BRIEF: When you reach the entries below, transcribe each one exactly as it stands.

* * *

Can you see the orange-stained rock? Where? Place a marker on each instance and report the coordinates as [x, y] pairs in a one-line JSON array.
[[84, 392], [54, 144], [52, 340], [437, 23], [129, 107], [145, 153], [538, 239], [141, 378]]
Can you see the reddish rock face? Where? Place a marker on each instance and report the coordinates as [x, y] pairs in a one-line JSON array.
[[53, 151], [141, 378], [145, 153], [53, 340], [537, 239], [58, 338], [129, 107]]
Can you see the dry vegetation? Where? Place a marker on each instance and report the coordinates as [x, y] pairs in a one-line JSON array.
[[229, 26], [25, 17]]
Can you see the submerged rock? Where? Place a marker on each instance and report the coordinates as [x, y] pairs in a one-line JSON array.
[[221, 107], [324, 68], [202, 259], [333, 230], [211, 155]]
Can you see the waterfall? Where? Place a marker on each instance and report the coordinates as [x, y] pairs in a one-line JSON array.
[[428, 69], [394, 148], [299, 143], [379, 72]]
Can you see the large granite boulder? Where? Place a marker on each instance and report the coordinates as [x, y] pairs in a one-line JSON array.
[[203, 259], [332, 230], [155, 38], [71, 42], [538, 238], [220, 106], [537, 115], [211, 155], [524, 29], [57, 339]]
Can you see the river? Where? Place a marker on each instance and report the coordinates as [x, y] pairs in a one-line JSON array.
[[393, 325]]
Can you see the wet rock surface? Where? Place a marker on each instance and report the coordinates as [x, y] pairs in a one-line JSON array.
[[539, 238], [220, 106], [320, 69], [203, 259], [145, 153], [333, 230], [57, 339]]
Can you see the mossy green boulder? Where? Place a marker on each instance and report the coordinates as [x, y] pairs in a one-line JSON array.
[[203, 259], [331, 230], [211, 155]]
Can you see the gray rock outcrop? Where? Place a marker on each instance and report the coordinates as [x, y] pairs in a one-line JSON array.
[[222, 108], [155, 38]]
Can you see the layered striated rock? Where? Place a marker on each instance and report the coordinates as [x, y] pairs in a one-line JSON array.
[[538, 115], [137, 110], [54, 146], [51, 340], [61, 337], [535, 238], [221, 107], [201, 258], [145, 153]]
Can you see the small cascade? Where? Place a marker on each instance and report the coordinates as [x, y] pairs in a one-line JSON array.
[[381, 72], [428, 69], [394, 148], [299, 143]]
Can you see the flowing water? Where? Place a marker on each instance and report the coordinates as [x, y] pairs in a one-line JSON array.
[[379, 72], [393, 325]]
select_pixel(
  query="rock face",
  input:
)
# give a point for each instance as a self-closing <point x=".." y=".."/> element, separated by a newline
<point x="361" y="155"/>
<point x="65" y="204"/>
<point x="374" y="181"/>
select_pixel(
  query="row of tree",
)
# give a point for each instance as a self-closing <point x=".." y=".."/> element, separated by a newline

* * *

WRITTEN RESPONSE:
Can you see the orange-stained rock? Where? Place a marker on each instance and report the coordinates as [x, y] pairs in a one-line JSON array.
[[84, 392], [54, 144], [52, 340], [437, 23], [129, 107], [145, 153], [538, 239], [141, 378]]
Can you see the reddish rock face? Where? Place a marker on each instance and report the coordinates as [x, y] pairs in a one-line JSON array.
[[53, 151], [141, 378], [145, 153], [53, 340], [537, 239], [58, 338], [129, 107]]
Can you see the dry vegetation? Where? Place a marker on each instance and report the coordinates as [x, y] pairs in a one-line JSON array.
[[229, 26], [25, 17]]
Can you see the submerged rock? Where? Place a marker on each instance and report the coordinates as [x, y] pairs in a one-line JSON array.
[[221, 107], [324, 68], [202, 259], [333, 230], [211, 155]]
Can you see the waterfall? Where? Place a marker on each instance and report the coordinates as [x, y] pairs in a one-line JSON array.
[[428, 69], [394, 148], [299, 143], [379, 72]]
Can you see the large granite boulder? Where? Place a marker on each instance and report the coordinates as [x, y] pairs in a one-line JSON array.
[[203, 259], [332, 230], [155, 38], [71, 42], [538, 238], [220, 106], [537, 115], [211, 155], [524, 29], [57, 339]]
Can you see the river? Where? Place a marker on each instance and report the coordinates as [x, y] pairs in a one-line JSON array.
[[393, 325]]
Can you see the wet rock surface? Where? Place a marker on each instance and report the coordinates as [x, y] pairs in a one-line JSON array.
[[539, 238], [220, 106], [320, 69], [203, 259], [145, 153], [333, 230], [57, 339]]
Can you see the mossy green boulder? Where? Place a marker on each instance and report the coordinates as [x, y] pairs in a one-line JSON array.
[[203, 259], [331, 230], [211, 155]]
Can you see the gray rock outcrop? Where? Place a marker on each instance and report the coordinates as [x, y] pairs in a one-line JSON array.
[[222, 108], [155, 38]]
Can you see the layered striated rock? Where? Place a marker on each instance and report the coordinates as [x, y] pairs in a one-line JSON array.
[[538, 115], [137, 110], [54, 146], [51, 340], [61, 337], [535, 238], [221, 107], [201, 258], [145, 153]]
Can you see the small cascade? Where? Place a marker on each instance and report the coordinates as [x, y] pairs in a one-line JSON array.
[[381, 72], [428, 69], [394, 148], [299, 143]]
Can you see the flowing water? Where? Place a marker on each instance and report the coordinates as [x, y] pairs in a one-line JSON array.
[[379, 72], [393, 325]]
select_pixel(
  query="rock face",
  input:
)
# give a point for each instance as a self-closing <point x=".." y=".."/> element, separated by a newline
<point x="361" y="155"/>
<point x="65" y="204"/>
<point x="374" y="181"/>
select_pixel(
  query="row of tree",
)
# give a point for each instance as a self-closing <point x=".." y=".."/> element, separated by a newline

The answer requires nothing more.